(EXTRACTED TEXT)

Young people protesting harsh COVID-19 restrictions in China have held aloft the most innocuous of objects: a blank sheet of paper.
The big picture: Blank signs were previously displayed during the Hong Kong protests in 2020 and the demonstrations in Russia earlier this year against the invasion of Ukraine. As one protester in Beijing told Reuters, "The white paper represents everything we want to say but cannot say."
Driving the news: Over the weekend, images and videos of students at prestigious universities in Beijing and Nanjing protesting with blank pieces of paper spread widely online.
- Blank sheets of paper were also seen Sunday at a vigil in Shanghai for the victims of a fire in Xinjiang. The fire sparked the protests due to claims, denied by authorities, that COVID lockdown measures impeded the emergency response.
- The blank paper has quickly become a symbol of the protests. Results for "blank sheet of paper" and "white paper" have been censored on the Chinese internet, according to the BBC.

(DATA RECORDS)
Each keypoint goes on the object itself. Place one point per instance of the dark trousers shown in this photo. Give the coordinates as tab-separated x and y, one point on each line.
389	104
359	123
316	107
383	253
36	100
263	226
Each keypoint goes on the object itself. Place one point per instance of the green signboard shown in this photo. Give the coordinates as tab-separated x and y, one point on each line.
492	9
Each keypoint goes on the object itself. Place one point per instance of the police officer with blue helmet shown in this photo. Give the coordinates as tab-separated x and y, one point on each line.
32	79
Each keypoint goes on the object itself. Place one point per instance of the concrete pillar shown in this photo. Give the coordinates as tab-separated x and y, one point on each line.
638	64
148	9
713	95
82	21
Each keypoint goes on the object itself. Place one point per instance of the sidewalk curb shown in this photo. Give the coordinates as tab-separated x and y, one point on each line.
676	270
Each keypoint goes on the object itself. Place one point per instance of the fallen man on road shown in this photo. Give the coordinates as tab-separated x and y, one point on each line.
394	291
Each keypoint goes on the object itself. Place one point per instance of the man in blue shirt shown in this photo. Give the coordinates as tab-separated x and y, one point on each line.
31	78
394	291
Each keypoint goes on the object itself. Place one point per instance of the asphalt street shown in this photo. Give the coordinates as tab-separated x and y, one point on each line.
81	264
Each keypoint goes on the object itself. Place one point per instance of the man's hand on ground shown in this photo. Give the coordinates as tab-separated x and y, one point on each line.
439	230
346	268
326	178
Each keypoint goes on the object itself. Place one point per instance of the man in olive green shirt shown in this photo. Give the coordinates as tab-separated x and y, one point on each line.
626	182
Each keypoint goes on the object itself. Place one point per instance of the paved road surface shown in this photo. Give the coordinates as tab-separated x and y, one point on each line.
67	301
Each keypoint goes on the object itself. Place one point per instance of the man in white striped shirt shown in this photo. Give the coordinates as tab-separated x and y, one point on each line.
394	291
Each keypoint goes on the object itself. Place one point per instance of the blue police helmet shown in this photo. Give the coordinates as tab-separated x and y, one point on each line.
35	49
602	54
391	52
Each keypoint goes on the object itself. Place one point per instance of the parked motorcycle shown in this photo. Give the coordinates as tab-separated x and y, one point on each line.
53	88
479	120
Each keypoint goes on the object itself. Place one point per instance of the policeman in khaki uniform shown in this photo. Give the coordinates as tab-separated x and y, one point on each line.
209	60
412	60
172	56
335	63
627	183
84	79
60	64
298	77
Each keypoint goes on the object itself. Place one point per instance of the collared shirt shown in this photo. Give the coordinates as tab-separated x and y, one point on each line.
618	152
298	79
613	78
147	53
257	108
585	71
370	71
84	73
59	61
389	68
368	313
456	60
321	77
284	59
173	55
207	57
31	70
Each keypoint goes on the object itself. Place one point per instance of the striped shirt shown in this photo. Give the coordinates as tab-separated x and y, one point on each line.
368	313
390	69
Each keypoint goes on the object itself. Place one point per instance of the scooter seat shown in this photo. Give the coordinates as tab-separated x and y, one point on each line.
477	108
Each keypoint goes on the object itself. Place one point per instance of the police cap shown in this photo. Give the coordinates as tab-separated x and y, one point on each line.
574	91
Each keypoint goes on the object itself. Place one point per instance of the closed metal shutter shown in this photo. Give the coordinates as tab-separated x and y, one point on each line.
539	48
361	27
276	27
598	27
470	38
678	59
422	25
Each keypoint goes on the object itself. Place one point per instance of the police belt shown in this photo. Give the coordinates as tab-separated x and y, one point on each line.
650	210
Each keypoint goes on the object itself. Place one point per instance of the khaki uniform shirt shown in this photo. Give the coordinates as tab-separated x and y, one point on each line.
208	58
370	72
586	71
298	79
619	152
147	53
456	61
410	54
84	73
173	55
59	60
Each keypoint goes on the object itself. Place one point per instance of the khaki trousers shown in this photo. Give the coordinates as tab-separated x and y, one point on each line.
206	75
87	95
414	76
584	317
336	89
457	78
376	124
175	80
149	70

(PROBLEM DETAILS) In the article on the blank-paper protests in China, which earlier demonstrations are said to have featured blank signs?

(ANSWER TO THE EXERCISE) The Hong Kong protests in 2020 and the demonstrations in Russia earlier this year against the invasion of Ukraine.